# DESCRIPTION OF THE TASK:
From the entries below, copy every line holding the word "player".

+ + + +

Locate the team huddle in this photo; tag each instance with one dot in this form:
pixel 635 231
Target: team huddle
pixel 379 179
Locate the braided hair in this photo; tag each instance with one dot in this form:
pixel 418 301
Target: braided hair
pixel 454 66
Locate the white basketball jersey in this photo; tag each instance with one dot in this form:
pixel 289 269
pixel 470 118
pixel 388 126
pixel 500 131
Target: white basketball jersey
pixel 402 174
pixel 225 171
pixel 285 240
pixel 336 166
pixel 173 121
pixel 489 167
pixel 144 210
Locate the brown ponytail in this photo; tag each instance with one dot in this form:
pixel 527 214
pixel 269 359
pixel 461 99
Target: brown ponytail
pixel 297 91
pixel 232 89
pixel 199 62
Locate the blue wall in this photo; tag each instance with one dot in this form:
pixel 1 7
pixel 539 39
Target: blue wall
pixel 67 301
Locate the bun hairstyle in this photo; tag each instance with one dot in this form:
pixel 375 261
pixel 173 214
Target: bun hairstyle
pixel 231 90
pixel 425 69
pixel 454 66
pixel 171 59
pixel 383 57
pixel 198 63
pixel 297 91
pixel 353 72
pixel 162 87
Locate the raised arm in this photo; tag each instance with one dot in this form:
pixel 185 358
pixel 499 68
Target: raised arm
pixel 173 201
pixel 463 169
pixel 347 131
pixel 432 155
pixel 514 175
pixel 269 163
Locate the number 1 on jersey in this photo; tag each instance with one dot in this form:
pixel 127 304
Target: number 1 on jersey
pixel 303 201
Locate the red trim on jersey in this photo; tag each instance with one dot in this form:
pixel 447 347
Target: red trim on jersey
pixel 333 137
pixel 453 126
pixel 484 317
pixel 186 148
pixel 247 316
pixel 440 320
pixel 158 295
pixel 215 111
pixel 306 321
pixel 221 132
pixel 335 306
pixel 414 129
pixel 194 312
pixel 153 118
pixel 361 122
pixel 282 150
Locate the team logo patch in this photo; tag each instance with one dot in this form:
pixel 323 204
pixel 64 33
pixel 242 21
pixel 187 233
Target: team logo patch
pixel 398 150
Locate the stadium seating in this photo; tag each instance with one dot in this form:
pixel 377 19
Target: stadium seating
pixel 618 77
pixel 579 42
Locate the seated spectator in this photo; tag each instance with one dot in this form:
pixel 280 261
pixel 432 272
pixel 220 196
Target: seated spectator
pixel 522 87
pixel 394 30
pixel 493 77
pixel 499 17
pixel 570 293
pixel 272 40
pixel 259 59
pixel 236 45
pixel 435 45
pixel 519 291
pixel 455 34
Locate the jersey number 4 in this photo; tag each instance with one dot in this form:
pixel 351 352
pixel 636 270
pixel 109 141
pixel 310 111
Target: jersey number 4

+ + + +

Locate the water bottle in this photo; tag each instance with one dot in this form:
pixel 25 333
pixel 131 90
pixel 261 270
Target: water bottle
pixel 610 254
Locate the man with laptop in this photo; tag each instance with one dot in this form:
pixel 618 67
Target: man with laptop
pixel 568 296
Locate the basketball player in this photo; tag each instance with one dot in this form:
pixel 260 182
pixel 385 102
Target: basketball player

+ + + +

# ANSWER BOX:
Locate the basketball player in this photo; tag each instance with one dot in this form:
Target: basketball player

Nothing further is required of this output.